[Begin Supplied passage]

Lindsay received 42.36% of the vote to Procaccino's 34.79%, a Liberal victory margin of 7.57%.[1] Marchi finished a distant third with 22.69%.
Background
Lindsay, a liberal originally elected in 1965 as a Republican with Liberal Party support, had lost the Republican primary to Marchi but still managed to be re-elected as a Liberal. Lindsay also received the independent ballot line. Procaccino also received the Civil Service ballot line, while Marchi received the Conservative Party ballot line.
Reflecting the three-way split in the race, with each candidate garnering double-digit support citywide, the five boroughs split between all 3 candidates. Lindsay scored a big victory in Manhattan with 67.1% of the vote, while also winning a narrow plurality in Queens with 36.3% of the vote. Procaccino won pluralities by small margins in Brooklyn and the Bronx. Marchi, a state senator from Staten Island, won that borough with 62.0% of the vote.
Lindsay would be sworn into his second and final term in January 1970.
John Lindsay, incumbent mayor since 1966 (Liberal - Independent)

[End Supplied passage]
[Begin Information given]

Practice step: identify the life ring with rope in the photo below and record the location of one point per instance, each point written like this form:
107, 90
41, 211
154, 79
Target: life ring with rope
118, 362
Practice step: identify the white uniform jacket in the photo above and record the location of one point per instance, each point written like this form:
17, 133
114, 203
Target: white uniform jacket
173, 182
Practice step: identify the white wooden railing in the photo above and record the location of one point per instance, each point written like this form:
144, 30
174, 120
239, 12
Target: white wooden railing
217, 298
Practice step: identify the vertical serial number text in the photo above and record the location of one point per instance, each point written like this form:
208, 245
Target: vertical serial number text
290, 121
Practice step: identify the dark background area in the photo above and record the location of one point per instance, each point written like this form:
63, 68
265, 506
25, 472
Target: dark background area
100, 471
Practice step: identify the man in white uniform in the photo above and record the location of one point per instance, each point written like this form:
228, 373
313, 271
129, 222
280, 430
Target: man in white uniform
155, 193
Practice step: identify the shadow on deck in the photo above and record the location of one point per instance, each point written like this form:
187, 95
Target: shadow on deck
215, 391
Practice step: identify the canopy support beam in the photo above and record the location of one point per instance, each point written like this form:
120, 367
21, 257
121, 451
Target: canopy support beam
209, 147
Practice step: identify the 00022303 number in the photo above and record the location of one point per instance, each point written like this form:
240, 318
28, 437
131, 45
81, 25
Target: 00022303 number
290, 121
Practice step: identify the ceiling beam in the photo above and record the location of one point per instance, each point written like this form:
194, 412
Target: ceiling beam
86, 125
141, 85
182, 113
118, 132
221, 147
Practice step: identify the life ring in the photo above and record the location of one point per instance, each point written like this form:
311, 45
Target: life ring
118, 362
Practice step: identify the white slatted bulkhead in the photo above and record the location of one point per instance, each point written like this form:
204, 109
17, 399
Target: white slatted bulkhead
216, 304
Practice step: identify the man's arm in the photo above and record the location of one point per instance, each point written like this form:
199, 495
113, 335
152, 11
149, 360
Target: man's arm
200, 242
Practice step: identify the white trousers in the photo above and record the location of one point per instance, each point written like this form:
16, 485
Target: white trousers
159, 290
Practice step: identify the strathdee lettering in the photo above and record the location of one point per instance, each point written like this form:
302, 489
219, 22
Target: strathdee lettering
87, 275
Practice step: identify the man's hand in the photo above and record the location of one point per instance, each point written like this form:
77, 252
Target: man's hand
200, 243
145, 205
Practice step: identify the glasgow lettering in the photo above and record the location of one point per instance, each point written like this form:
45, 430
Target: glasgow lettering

[End Information given]

### [Instructions]
• 1. Print the stretch of the mayoral election passage from "Reflecting the three-way" through "(Liberal - Independent)".
• 2. According to the mayoral election passage, what share of the vote did Marchi win in Staten Island?

### [Final answers]
• 1.
Reflecting the three-way split in the race, with each candidate garnering double-digit support citywide, the five boroughs split between all 3 candidates. Lindsay scored a big victory in Manhattan with 67.1% of the vote, while also winning a narrow plurality in Queens with 36.3% of the vote. Procaccino won pluralities by small margins in Brooklyn and the Bronx. Marchi, a state senator from Staten Island, won that borough with 62.0% of the vote.
Lindsay would be sworn into his second and final term in January 1970.
John Lindsay, incumbent mayor since 1966 (Liberal - Independent)

• 2. 62.0%